### Short exercise
Pull out each line of the rows below that contains the word "black", and copy those lines unchanged.

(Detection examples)
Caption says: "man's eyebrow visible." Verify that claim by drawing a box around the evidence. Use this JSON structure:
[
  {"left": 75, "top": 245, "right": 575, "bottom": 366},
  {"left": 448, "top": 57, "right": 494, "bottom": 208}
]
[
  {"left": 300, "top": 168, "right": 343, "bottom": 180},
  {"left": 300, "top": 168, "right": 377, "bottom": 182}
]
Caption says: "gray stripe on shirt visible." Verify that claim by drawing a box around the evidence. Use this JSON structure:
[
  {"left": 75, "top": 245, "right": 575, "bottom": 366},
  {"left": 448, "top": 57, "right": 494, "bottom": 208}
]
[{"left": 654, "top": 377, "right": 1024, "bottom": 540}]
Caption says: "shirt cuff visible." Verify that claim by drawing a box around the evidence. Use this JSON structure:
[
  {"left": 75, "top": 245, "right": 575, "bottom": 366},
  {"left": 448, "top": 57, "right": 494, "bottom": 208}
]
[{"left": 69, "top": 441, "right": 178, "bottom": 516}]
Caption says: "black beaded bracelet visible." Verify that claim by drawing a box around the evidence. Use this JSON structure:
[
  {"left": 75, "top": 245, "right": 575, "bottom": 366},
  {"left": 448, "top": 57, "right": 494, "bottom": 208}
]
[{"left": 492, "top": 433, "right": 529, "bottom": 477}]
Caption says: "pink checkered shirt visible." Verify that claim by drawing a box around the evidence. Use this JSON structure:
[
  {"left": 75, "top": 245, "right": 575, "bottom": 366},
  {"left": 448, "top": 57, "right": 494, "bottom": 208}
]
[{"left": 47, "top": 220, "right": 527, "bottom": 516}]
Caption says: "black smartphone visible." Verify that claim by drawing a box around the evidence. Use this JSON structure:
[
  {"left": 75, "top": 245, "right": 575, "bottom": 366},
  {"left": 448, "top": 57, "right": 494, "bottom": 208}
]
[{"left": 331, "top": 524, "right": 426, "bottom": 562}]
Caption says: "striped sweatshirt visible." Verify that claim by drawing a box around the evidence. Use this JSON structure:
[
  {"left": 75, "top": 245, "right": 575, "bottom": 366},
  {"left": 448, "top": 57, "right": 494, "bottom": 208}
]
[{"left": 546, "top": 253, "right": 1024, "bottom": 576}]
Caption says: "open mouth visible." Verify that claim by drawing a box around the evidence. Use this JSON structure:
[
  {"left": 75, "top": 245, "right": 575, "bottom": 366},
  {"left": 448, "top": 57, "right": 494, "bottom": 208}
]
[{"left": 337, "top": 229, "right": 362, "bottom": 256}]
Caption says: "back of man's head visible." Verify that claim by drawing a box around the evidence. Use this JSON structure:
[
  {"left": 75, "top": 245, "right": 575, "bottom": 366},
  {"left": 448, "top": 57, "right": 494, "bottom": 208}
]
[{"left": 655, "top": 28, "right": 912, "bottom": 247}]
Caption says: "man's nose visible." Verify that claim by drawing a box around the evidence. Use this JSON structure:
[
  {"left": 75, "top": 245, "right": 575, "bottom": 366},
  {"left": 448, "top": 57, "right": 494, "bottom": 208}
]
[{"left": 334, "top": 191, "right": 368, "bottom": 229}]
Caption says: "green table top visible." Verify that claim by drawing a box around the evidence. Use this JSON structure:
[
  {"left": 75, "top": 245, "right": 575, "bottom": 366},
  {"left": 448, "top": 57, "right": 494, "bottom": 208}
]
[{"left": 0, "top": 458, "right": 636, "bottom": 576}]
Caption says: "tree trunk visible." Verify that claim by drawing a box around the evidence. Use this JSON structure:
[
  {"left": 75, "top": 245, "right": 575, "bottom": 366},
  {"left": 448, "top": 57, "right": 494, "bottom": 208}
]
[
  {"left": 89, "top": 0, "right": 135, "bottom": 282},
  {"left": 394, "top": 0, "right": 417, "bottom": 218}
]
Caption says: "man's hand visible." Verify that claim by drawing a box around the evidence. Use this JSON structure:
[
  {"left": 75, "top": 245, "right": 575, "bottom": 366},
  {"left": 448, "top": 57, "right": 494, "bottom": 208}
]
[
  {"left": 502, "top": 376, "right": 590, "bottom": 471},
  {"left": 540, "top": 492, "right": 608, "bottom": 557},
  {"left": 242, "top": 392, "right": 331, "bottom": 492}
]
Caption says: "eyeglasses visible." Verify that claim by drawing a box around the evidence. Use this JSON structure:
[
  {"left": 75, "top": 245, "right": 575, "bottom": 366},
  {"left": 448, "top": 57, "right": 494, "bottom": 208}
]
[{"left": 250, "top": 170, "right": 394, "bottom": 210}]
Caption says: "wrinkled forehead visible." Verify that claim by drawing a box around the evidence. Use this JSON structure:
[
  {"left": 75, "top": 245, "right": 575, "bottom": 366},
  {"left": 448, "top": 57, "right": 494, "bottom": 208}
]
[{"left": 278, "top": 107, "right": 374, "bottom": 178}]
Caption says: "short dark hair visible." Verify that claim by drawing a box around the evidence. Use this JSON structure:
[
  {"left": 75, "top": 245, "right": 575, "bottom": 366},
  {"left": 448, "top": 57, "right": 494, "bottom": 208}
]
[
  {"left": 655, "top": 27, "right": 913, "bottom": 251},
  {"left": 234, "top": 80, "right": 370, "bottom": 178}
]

### Solution
Caption says: "black beaded bracelet visible." Verify that claim by drawing a box around the evidence. Use this JSON structure:
Caption says: "black smartphone visible." Verify that claim by drawing a box around the evidence. Use this JSON structure:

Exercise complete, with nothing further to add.